ABOUT THIS TASK - In the entries below, tally the lines that contain the string "fallen", then state that number alone.

RECORDS PROVIDED -
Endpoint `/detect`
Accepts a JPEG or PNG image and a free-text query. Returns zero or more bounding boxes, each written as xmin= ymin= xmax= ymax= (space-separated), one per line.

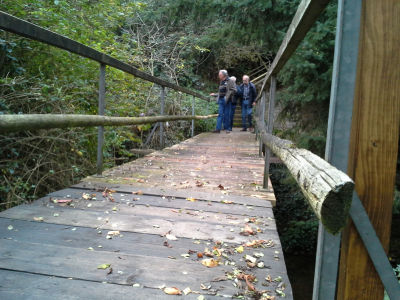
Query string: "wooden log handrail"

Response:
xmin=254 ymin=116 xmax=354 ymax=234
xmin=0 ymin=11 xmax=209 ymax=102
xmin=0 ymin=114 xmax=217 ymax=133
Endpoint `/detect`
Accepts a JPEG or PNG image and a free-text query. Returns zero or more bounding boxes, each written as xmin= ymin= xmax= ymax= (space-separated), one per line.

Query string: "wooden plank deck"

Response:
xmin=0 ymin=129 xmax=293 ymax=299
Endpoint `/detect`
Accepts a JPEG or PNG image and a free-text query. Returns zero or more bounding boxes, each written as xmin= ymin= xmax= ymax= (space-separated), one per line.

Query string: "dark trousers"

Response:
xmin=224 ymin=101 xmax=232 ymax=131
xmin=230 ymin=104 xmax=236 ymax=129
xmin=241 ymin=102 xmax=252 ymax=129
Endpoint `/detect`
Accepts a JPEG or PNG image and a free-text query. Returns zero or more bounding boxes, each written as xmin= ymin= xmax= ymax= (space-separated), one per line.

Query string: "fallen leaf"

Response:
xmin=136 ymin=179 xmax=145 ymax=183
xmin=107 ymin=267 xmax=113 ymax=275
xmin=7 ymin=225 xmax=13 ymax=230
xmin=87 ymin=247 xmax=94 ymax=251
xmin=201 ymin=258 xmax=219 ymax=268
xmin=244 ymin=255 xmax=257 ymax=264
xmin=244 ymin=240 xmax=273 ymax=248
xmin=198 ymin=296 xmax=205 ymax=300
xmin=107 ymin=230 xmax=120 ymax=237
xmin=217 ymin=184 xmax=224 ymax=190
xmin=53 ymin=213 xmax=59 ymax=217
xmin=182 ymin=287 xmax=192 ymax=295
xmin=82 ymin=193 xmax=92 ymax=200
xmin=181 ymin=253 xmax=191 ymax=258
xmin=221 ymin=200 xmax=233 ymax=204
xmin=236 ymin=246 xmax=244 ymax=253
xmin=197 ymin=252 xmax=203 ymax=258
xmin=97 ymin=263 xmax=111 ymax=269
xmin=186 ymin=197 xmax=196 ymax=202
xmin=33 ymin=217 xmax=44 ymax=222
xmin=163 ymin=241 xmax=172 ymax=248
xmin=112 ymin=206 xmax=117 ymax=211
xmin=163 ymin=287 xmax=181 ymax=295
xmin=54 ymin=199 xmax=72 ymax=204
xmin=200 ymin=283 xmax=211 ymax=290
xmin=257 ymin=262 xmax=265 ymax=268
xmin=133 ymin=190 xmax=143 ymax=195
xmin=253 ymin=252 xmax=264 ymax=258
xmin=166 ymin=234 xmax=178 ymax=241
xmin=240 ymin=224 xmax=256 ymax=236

--

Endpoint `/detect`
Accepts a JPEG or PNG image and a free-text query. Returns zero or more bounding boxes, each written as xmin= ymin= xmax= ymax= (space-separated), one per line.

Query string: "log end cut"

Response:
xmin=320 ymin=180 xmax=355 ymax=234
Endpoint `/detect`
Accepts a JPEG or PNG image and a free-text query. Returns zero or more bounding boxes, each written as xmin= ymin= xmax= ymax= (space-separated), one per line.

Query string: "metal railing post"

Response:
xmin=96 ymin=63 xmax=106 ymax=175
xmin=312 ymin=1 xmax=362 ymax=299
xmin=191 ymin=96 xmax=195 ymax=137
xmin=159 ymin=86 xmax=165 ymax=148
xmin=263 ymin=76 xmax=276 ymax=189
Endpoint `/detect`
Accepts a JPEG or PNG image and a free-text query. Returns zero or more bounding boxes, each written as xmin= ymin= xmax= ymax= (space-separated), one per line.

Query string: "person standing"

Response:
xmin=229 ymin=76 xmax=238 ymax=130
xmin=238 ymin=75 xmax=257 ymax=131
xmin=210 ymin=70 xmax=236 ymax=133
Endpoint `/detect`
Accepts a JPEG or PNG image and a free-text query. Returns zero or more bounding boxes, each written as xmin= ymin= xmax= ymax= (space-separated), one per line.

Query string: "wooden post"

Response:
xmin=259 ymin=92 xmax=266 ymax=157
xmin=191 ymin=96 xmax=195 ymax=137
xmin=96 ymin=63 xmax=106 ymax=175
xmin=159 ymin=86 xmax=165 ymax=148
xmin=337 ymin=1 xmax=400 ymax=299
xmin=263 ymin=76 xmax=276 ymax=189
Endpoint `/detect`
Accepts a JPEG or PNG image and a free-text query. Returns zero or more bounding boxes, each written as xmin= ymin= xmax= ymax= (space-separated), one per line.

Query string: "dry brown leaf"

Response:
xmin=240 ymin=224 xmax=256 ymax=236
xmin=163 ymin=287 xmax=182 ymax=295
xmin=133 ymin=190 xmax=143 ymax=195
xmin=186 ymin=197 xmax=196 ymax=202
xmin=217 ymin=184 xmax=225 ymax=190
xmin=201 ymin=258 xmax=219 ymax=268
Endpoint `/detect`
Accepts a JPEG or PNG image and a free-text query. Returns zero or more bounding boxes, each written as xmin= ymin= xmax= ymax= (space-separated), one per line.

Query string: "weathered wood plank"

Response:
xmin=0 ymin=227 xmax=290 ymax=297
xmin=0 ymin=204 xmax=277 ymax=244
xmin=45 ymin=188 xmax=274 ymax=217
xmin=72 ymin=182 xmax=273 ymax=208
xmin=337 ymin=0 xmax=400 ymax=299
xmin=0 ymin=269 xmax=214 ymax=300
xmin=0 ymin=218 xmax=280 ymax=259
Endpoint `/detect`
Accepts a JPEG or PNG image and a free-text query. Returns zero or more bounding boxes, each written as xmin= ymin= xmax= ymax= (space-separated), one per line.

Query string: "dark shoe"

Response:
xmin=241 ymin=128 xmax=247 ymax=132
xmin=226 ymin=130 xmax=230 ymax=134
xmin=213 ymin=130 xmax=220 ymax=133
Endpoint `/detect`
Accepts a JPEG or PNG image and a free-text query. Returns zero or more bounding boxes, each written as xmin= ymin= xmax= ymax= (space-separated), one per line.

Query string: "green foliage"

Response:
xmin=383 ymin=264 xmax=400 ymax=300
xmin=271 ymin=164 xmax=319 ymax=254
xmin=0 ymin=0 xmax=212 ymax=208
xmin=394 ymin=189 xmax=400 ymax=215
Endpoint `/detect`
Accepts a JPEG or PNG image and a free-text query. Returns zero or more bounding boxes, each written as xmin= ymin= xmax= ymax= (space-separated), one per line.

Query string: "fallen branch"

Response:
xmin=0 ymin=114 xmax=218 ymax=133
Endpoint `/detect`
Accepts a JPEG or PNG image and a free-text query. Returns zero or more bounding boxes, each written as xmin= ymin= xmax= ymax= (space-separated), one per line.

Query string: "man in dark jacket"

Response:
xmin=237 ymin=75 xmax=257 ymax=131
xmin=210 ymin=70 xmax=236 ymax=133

RESPONSE TO THE EXERCISE - 2